_ASSIGNED TASK_: Write out the passage on Sabrina Scharf Schiller exactly, everything from "American actress, environmental" down to "American television shows.".

_TEXT UNDER STUDY_:
————
American actress, environmental activist, attorney

Sabrina Scharf Schiller is an American actress, lawyer, real estate developer, and activist best known for her roles on American television shows.

==Biography==
Born in Delphos, Ohio, she moved with her mother to Arizona, eventually living in Tucson. She eloped with her algebra teacher at age 14 or 15, but the marriage was annulled three years later. She later worked as a theatrical assistant in New York, then became a Playboy Bunny beginning in 1962. She appeared in the movie Easy Rider and guest-starred in the third-season episode of the original Star Trek, "The Paradise Syndrome".
————
_RECORDED INFORMATION_:
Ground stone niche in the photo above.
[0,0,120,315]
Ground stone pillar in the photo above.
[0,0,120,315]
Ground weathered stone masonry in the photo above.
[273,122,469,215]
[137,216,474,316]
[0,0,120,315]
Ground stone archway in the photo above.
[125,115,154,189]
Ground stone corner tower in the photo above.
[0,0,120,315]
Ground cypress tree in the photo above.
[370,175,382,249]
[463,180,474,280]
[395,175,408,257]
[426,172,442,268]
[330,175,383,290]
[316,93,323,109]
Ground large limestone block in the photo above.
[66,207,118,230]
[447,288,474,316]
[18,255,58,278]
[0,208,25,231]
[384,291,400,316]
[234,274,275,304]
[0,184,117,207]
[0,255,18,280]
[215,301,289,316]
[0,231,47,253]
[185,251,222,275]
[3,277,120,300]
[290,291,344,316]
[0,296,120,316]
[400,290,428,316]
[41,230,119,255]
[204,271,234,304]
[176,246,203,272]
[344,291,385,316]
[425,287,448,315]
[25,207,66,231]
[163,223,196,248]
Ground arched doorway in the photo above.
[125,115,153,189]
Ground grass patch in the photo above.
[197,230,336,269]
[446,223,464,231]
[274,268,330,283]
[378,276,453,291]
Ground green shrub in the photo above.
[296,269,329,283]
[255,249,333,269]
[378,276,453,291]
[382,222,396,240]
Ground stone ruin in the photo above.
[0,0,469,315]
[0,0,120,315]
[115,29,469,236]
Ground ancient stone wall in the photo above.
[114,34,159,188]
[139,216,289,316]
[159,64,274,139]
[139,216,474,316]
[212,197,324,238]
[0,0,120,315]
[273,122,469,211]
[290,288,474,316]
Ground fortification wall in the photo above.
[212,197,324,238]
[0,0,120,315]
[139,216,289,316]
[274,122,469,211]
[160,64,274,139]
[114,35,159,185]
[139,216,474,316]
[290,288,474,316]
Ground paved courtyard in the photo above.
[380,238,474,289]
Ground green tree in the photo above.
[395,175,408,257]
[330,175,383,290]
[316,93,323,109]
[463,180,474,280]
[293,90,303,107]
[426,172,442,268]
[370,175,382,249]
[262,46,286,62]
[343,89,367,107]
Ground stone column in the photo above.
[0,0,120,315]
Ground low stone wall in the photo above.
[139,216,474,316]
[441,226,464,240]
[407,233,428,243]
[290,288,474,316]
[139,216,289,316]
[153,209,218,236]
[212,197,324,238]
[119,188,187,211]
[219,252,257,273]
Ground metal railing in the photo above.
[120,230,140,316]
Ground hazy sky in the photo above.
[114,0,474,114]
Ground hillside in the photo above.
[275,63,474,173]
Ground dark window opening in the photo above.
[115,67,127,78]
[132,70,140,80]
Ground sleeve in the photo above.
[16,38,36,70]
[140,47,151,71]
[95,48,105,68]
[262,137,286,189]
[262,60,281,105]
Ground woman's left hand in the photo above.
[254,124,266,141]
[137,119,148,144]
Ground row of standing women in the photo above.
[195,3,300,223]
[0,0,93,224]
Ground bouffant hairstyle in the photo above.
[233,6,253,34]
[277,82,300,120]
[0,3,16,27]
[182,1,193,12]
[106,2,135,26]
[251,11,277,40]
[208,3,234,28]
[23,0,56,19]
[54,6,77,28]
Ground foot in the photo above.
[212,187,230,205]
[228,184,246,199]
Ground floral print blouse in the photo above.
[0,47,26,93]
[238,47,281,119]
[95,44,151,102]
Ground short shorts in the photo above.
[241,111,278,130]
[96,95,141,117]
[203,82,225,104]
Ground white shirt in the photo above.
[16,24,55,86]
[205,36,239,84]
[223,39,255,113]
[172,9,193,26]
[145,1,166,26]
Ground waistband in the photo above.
————
_ANSWER SECTION_:
American actress, environmental activist, attorney

Sabrina Scharf Schiller is an American actress, lawyer, real estate developer, and activist best known for her roles on American television shows.